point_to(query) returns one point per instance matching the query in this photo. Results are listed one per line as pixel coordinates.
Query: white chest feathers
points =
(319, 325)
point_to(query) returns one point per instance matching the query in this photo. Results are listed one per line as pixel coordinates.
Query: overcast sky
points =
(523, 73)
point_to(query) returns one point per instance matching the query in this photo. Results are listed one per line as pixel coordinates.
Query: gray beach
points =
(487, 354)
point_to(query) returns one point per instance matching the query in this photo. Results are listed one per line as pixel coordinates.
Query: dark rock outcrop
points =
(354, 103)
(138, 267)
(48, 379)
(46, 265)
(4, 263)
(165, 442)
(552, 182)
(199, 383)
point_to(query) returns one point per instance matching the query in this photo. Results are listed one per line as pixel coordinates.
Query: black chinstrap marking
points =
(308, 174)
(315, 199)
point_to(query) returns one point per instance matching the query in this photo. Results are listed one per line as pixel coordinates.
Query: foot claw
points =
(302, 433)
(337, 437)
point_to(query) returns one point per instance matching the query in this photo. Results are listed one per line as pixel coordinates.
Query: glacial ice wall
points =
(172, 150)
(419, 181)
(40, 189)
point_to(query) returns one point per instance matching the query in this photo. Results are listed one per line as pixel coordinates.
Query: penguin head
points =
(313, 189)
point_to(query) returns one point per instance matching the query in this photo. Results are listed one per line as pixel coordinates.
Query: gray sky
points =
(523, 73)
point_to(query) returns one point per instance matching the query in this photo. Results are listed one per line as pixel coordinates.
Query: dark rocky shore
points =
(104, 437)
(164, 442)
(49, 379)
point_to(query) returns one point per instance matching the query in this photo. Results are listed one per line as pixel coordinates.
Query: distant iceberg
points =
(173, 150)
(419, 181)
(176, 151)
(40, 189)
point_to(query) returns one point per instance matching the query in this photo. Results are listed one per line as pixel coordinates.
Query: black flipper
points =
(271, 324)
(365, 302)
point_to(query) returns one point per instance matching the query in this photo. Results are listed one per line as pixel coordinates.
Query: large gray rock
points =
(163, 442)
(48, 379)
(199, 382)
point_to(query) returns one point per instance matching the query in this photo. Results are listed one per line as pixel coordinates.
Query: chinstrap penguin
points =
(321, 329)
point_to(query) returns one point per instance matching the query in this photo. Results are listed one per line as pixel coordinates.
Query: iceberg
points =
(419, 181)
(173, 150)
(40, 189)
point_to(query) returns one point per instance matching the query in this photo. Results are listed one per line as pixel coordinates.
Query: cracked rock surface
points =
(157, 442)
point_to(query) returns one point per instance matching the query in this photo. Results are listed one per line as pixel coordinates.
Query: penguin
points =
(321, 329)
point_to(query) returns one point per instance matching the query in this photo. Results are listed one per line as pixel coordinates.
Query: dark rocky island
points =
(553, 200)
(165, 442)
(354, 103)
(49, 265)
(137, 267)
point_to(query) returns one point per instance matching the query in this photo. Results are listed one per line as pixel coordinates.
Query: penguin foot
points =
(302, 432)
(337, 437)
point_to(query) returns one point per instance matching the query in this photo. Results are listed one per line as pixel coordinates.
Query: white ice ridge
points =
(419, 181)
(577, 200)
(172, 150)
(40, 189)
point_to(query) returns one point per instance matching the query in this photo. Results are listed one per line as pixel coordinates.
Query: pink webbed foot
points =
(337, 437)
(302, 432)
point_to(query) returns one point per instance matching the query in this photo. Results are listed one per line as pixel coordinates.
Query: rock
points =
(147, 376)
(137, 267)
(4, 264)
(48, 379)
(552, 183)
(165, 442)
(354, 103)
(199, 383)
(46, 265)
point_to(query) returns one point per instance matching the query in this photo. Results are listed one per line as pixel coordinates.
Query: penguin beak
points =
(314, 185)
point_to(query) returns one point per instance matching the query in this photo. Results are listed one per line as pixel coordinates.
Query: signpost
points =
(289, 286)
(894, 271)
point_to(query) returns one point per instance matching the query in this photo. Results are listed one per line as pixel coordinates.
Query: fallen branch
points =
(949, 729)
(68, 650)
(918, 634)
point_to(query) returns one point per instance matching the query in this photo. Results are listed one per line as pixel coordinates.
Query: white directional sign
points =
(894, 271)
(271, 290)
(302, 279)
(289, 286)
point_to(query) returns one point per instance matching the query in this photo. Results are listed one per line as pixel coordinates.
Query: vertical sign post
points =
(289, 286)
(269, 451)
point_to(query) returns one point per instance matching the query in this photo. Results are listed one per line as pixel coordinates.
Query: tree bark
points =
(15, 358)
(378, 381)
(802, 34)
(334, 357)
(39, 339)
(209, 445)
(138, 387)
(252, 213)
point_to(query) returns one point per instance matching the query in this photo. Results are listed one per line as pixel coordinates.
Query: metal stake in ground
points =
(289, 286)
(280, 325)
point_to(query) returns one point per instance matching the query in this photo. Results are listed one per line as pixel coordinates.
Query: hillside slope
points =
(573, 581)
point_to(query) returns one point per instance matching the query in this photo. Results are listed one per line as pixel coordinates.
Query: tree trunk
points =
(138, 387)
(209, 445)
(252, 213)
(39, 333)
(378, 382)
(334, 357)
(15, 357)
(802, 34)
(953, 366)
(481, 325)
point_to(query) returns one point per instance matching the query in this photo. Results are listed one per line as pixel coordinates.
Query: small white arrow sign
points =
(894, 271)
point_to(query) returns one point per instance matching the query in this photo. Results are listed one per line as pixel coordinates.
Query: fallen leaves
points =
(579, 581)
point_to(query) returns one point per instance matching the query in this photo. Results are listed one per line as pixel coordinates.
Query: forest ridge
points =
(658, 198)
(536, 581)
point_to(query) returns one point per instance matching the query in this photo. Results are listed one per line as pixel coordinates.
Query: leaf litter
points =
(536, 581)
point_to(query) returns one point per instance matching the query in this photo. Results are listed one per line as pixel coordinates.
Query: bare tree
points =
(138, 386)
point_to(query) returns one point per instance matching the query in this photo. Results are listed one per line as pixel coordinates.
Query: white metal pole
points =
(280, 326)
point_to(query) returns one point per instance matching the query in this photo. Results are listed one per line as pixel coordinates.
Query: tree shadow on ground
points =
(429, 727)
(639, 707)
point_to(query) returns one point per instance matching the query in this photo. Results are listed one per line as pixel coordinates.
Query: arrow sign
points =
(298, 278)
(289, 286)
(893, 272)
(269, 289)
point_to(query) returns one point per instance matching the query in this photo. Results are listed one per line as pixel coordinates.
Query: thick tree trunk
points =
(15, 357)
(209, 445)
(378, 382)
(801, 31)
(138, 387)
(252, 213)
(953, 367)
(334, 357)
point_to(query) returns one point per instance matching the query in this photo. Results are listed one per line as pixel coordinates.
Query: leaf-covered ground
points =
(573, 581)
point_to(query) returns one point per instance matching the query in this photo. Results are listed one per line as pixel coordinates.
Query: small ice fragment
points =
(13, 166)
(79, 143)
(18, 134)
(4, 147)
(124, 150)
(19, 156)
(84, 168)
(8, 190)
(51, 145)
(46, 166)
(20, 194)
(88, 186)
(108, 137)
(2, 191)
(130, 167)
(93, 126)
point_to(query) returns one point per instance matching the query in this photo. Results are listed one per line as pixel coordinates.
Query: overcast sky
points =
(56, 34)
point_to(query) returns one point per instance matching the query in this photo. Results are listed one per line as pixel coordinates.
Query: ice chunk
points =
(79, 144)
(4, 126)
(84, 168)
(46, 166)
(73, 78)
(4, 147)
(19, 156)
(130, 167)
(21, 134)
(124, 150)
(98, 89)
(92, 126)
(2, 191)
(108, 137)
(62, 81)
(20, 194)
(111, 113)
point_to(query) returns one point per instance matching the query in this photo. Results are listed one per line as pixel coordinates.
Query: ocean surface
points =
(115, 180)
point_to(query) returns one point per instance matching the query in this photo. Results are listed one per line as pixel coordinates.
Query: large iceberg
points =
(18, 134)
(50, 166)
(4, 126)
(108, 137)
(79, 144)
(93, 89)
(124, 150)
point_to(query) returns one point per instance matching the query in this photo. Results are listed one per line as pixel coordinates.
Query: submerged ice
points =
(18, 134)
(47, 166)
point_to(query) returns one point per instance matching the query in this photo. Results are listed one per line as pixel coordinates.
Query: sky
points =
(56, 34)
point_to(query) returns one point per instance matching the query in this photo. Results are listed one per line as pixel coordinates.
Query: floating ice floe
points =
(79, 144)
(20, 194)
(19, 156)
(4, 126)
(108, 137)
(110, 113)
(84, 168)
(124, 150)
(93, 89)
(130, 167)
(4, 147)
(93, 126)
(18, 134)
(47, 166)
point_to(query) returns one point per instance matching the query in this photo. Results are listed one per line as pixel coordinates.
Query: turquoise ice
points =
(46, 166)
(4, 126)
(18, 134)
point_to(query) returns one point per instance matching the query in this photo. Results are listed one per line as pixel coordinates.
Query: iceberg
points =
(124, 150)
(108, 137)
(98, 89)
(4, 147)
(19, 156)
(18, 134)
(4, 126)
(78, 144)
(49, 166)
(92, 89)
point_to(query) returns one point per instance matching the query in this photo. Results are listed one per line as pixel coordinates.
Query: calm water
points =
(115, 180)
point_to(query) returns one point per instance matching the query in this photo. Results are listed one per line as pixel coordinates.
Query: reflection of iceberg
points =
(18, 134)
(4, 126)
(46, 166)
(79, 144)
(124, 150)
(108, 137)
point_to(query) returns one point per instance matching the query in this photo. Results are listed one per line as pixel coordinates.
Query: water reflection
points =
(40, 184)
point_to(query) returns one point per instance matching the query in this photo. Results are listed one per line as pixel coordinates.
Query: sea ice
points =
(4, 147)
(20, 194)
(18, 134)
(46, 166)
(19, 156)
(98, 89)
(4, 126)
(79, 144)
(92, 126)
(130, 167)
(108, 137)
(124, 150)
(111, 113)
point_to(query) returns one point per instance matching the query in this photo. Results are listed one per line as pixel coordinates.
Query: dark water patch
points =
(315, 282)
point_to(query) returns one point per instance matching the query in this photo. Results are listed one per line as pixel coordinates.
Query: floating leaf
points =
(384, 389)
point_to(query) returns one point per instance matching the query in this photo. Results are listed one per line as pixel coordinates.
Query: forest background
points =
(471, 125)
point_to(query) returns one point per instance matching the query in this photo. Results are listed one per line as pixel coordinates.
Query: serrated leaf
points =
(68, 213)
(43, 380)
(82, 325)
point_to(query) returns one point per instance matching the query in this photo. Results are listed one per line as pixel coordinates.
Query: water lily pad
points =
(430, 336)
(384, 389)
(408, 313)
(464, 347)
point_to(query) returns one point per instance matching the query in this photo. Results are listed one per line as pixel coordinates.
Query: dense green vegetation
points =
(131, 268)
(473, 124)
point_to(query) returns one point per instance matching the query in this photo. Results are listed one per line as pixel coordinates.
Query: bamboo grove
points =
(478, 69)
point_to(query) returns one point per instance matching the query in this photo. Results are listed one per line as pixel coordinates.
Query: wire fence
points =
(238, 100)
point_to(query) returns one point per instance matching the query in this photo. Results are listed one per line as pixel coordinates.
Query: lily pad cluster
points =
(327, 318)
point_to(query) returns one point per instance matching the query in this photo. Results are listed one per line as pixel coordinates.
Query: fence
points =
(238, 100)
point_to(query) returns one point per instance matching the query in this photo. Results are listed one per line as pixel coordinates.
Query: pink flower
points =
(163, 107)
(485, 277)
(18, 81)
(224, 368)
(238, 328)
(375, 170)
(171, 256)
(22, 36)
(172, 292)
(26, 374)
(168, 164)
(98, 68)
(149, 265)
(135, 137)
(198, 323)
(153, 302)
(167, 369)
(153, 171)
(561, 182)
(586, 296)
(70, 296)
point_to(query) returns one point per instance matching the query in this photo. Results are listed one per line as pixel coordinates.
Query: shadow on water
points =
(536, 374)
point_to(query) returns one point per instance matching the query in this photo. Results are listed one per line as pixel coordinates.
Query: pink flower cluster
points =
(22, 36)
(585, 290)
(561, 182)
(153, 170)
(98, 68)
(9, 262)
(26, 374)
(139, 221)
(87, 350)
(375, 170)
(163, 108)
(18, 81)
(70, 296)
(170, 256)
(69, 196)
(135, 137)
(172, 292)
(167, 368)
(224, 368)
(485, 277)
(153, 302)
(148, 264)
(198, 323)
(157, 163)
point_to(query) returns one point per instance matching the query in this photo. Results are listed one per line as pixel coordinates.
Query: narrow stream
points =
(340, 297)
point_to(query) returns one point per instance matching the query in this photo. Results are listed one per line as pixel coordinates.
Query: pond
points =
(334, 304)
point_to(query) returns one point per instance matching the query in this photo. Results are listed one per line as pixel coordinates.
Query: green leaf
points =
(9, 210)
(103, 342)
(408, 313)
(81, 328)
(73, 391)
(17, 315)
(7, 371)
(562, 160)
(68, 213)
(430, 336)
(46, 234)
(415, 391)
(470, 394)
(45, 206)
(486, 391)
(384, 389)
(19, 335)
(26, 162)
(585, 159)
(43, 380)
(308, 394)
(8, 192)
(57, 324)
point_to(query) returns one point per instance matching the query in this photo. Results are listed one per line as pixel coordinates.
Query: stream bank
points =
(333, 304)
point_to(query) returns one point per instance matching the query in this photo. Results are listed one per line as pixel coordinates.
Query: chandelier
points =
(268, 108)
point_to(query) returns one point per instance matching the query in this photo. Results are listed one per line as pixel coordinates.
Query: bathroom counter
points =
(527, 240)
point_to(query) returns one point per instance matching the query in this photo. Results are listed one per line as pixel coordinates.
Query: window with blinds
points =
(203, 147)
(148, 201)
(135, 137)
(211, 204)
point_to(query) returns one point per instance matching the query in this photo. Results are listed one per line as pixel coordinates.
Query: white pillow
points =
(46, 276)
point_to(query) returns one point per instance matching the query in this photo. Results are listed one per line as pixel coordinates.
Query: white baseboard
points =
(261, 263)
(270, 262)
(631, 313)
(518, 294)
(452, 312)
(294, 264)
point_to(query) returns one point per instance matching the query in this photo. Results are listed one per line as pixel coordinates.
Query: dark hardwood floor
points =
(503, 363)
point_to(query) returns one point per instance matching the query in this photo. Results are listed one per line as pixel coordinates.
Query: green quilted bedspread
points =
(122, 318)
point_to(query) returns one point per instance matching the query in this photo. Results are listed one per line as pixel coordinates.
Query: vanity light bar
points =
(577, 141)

**TASK STATEMENT**
List every line above that contains the word "dark".

**RESPONSE TO THE TASK**
Query: dark rock outcrop
Query: dark rocky shore
Query: dark rocky island
Query: dark water patch
Query: dark hardwood floor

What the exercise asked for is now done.